EDIT: Damnit. Found 3 today.
An unironic way to fix half of America would be to let minimum wage workers hurt the public. Give them all baseball bats and make it legal to go for the knees of people who don't return carts, only one tap for people who don't put it back properly.
This is such a weak post. You really wanna be a good steward of carts? Get one from the corral on the way in instead of using one from the inside. Especially if it's not out of the way. Make the cart retriever's job even easier. Especially on super hot/cold days.
This is the way.
Also, by taking a cart from the corral and bringing it in with you, you’re actively modeling a virtuous behavior you hope people emulate, which does more to correct the problem than whining online about it.
But it does make me wonder about us sometimes. How did we get this way? How did “Fuck everybody else; got mine” become the default way Americans think? Am I the weird one for being raised to be thoughtful about these kinds of choices?
I don’t claim to be perfect. I’ve had bad days when I take advantage that permissiveness-inconsiderateness that I see around me all the time, but I always know that it’s wrong, and that I’m doing an inconsiderate thing, but that my frustration affords me the grace to be selfish about this one thing.

### Extracted records
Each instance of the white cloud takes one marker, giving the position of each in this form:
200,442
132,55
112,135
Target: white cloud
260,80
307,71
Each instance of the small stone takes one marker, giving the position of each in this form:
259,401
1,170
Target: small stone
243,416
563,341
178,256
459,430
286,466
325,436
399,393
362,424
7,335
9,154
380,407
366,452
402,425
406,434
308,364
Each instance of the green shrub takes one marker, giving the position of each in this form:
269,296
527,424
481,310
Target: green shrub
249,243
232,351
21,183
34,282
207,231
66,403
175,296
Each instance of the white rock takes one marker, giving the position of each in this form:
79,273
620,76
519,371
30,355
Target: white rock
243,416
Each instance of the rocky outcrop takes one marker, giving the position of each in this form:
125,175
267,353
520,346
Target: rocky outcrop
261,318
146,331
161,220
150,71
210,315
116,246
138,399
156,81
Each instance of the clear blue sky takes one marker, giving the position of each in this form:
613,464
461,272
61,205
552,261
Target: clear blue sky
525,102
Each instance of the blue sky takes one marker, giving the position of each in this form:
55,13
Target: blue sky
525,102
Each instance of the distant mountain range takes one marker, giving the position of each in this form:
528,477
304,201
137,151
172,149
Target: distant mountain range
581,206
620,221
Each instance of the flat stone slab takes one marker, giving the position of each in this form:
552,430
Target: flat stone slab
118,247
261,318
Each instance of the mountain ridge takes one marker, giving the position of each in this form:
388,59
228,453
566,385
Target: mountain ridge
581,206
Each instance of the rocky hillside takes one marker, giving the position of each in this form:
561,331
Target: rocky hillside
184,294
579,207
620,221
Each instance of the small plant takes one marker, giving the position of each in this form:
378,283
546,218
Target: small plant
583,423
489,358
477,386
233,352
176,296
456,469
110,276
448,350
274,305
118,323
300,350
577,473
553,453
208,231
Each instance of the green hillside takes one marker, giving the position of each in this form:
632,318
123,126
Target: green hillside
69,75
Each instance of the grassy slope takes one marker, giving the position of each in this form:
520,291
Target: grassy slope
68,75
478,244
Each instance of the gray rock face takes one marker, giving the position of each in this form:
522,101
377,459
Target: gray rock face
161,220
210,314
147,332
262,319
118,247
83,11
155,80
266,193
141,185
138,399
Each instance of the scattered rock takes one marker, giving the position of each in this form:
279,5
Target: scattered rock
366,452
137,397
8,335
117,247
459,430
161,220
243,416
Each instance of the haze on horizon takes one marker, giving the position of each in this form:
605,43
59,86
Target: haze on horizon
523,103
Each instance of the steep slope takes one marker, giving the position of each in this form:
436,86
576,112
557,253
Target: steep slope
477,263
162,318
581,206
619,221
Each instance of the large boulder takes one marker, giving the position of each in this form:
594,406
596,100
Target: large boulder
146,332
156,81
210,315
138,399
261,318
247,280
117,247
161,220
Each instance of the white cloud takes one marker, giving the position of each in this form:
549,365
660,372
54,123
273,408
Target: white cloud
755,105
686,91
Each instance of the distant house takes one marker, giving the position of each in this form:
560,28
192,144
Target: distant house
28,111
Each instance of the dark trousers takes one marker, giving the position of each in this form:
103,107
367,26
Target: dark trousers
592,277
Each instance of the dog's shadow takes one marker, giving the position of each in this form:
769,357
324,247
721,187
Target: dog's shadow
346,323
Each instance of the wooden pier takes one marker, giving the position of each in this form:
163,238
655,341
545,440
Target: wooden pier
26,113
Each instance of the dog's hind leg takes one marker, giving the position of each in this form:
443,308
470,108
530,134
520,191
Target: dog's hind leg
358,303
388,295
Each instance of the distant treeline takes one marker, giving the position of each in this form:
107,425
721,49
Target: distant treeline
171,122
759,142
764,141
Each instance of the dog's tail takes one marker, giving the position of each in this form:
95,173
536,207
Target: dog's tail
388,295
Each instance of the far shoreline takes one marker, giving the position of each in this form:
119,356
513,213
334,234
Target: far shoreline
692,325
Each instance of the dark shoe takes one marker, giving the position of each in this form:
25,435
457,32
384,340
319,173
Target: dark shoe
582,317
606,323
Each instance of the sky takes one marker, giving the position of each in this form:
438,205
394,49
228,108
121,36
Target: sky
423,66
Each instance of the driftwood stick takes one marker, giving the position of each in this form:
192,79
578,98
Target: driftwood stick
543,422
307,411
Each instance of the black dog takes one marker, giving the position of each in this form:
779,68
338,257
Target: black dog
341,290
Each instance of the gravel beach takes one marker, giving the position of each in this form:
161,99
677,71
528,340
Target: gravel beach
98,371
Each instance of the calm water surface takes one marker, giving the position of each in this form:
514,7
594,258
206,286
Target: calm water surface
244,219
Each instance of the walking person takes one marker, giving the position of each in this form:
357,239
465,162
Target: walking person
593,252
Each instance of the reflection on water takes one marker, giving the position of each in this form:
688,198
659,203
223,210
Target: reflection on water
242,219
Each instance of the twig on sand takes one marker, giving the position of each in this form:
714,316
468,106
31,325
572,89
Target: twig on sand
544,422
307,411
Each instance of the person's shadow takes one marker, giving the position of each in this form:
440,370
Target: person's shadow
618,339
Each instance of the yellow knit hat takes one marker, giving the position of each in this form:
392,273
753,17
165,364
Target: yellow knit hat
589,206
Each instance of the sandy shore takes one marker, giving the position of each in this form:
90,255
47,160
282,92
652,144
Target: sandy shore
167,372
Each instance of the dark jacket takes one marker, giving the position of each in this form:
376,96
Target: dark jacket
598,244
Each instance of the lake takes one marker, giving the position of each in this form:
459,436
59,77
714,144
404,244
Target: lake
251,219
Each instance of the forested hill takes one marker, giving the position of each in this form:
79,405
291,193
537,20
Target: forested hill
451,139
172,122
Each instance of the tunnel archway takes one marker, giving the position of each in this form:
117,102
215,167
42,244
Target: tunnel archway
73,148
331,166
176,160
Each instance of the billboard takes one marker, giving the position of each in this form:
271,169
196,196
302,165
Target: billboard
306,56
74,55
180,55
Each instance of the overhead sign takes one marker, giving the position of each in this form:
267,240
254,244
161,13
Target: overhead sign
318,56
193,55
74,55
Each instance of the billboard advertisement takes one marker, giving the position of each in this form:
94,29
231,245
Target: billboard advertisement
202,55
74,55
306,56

### To be done
#1 List every sentence in the shopping-cart discussion that ends with a question mark.
#2 Pick up the shopping-cart discussion after its final sentence and keep it going in the same voice.

### Responses per task
#1
- You really wanna be a good steward of carts?
- How did we get this way?
- How did “Fuck everybody else; got mine” become the default way Americans think?
- Am I the weird one for being raised to be thoughtful about these kinds of choices?

#2
One of the Academy Award nominated short films this year is Instruments of a Beating Heart, about a class of Japanese first-grade students preparing to perform Ode to Joy for the new first year students that will take their places. It’s primarily about the struggle of one girl, but set against the backdrop of Japanese grade school life, student responsibility and expectation-setting for young humans experiencing their first non-familial social environments. It made me think “Well, at least these kids are going to be alright.”
I do this, not because I'm courteous but because if I take one from the outdoor corrals I don't have to wait behind three grannies slowly selecting carts from the inside corral.
I always park strategically - not closest to the front door, but right next to a cart corral if possible.
This is triply important when you’re lugging kids around.